▸ **What you need to do**: Copy the following lines verbatim; this applies to all of the material.

▸ **Given entries**:

********************

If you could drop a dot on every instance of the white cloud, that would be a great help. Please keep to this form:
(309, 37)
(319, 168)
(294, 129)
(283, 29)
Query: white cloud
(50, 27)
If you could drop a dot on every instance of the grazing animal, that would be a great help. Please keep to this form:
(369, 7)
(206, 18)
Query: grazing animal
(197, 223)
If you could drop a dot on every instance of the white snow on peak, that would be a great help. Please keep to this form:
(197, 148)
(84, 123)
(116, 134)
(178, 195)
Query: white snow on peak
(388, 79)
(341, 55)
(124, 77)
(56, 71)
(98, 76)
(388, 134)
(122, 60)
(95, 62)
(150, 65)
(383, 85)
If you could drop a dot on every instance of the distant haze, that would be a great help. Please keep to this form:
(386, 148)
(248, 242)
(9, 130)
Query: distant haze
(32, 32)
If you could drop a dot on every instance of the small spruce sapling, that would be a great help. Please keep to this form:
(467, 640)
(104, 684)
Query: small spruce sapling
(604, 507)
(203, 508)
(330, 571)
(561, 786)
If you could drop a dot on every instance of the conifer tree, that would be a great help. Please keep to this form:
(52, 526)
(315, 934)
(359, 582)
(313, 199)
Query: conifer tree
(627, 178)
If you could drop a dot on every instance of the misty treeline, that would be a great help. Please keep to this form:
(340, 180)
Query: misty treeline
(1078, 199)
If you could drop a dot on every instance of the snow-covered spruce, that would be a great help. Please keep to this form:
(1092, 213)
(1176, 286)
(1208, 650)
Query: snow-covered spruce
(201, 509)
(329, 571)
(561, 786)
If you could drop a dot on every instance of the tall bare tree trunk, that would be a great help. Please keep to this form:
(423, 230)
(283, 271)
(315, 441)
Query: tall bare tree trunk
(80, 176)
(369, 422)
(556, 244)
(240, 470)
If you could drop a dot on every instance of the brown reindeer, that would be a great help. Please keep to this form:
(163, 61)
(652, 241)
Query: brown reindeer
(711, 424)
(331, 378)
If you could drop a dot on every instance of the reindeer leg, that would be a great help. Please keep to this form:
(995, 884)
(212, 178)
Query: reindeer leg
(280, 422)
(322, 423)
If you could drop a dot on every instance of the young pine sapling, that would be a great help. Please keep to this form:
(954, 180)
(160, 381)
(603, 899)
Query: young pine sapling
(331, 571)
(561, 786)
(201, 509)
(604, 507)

********************

▸ **Written solution**:
If you could drop a dot on every instance of the white cloud, that would be a great help. Please keep to this form:
(309, 37)
(319, 168)
(294, 129)
(283, 29)
Query: white cloud
(50, 27)
If you could drop a dot on every instance of the grazing animal, that would be a great help. Please keep to this form:
(369, 7)
(206, 18)
Query: grazing animal
(197, 223)
If you could drop a dot on every instance of the white snow on peak, that would be a great help. Please keep to this form:
(197, 148)
(84, 123)
(116, 134)
(178, 195)
Query: white snow on peak
(388, 79)
(341, 55)
(124, 77)
(56, 71)
(98, 76)
(388, 134)
(122, 60)
(95, 62)
(150, 65)
(383, 85)
If you could drop a dot on every instance of the distant haze, that would be a great help. Please keep to this form:
(386, 148)
(248, 242)
(9, 130)
Query: distant haze
(32, 32)
If you could drop a dot on every instance of the small spruce sapling, that would be a great help. Please keep to this form:
(467, 640)
(104, 684)
Query: small spruce sapling
(604, 507)
(203, 508)
(330, 571)
(561, 786)
If you could drop a dot on every instance of the conifer tree, that would be a great help. Please keep to this form:
(52, 526)
(315, 934)
(359, 582)
(313, 199)
Query: conifer tree
(627, 178)
If you could drop a dot on every instance of the misty treeline, that would be a great help. Please keep to this form:
(340, 180)
Query: misty treeline
(1078, 199)
If you could drop a dot on every instance of the snow-covered spruce, that would be a great help. Please keep to this form:
(1092, 213)
(1176, 286)
(1208, 650)
Query: snow-covered spruce
(201, 509)
(329, 571)
(561, 786)
If you could drop a dot on every instance of the tall bare tree trunk, that would be a great help. Please keep to this form:
(423, 230)
(283, 271)
(315, 441)
Query: tall bare tree trunk
(80, 176)
(369, 422)
(556, 244)
(240, 470)
If you could drop a dot on every instance of the brown reindeer, that would be a great help. Please keep to this form:
(163, 61)
(652, 241)
Query: brown reindeer
(711, 424)
(331, 378)
If you could drop a dot on every instance of the reindeer leg, that would be a great help. Please keep to this form:
(995, 884)
(212, 178)
Query: reindeer leg
(280, 422)
(322, 423)
If you could drop a dot on every instance of the young pine sapling, that would be a great help. Please keep to this form:
(954, 180)
(160, 381)
(603, 899)
Query: young pine sapling
(331, 571)
(561, 786)
(201, 509)
(604, 507)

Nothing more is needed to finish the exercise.